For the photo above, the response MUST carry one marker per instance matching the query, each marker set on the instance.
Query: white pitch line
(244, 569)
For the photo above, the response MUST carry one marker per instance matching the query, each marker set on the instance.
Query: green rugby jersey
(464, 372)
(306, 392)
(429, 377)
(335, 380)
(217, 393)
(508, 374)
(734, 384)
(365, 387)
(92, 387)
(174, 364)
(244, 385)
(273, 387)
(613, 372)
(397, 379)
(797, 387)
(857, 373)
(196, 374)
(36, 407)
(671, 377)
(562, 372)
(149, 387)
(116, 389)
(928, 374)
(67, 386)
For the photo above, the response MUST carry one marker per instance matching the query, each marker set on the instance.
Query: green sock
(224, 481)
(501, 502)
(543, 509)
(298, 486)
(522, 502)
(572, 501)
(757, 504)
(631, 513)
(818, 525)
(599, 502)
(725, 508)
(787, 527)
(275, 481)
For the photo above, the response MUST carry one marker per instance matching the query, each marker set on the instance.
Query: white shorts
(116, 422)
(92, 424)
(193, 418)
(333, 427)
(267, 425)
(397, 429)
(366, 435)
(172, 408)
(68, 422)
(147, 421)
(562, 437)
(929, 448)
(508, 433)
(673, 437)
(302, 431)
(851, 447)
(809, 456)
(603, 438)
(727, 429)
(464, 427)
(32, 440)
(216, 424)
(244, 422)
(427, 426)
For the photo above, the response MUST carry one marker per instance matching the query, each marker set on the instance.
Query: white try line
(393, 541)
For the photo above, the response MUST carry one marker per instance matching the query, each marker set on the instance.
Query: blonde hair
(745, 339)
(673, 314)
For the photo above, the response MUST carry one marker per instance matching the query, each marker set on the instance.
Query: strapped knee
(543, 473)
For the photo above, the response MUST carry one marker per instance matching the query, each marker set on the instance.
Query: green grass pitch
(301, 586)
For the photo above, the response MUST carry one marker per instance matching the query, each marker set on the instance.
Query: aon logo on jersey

- **What this task involves**: Copy every line above once more, precisely as it reads.

- **Response to this exercise**:
For the photo above, the response MUST carry one marker per instance matching the query, each marker set on the instance.
Query: white pitch line
(244, 569)
For the photo above, the response MUST carry one marker per instance matching the query, each marker set on the instance.
Query: green rugby jersey
(464, 372)
(306, 392)
(429, 377)
(335, 380)
(217, 393)
(508, 374)
(734, 384)
(365, 387)
(92, 387)
(174, 364)
(244, 385)
(273, 387)
(613, 372)
(397, 379)
(797, 387)
(857, 373)
(196, 374)
(36, 407)
(671, 377)
(562, 372)
(149, 387)
(116, 389)
(928, 374)
(67, 386)
For the photo above, the response MUST carry one marker per instance matching the query, each marker set on the instance.
Query: green sock
(224, 481)
(501, 502)
(543, 509)
(298, 486)
(522, 502)
(572, 501)
(757, 504)
(631, 513)
(818, 525)
(599, 502)
(725, 508)
(787, 527)
(275, 481)
For the photo above, the response MUST carry one marker per instance matching the query, each marker set on the instance.
Query: white shorts
(116, 422)
(92, 424)
(193, 418)
(333, 427)
(267, 425)
(397, 429)
(366, 435)
(172, 408)
(68, 422)
(147, 421)
(562, 437)
(929, 448)
(508, 433)
(673, 437)
(302, 431)
(851, 447)
(809, 456)
(603, 438)
(727, 429)
(464, 427)
(32, 440)
(216, 424)
(244, 422)
(427, 426)
For the photo above, the response MUST carry one marker per instance matching the query, each marker set on the instance.
Query: white try line
(393, 541)
For the photo above, the response MUST carry one marker per instance matching the query, each marker set on the instance.
Query: blonde hair
(745, 339)
(673, 314)
For the photo above, the response MUST carry one marker per instance matching the query, each marker set on the instance.
Query: strapped knee
(543, 473)
For the photo above, the response MUST carry one marker per instance matching the query, each marker set on the instance.
Query: green grass pitch
(301, 586)
For the photo above, the response MUST carry one marker per instance matching the query, each marker set on the instance.
Query: aon logo on jersey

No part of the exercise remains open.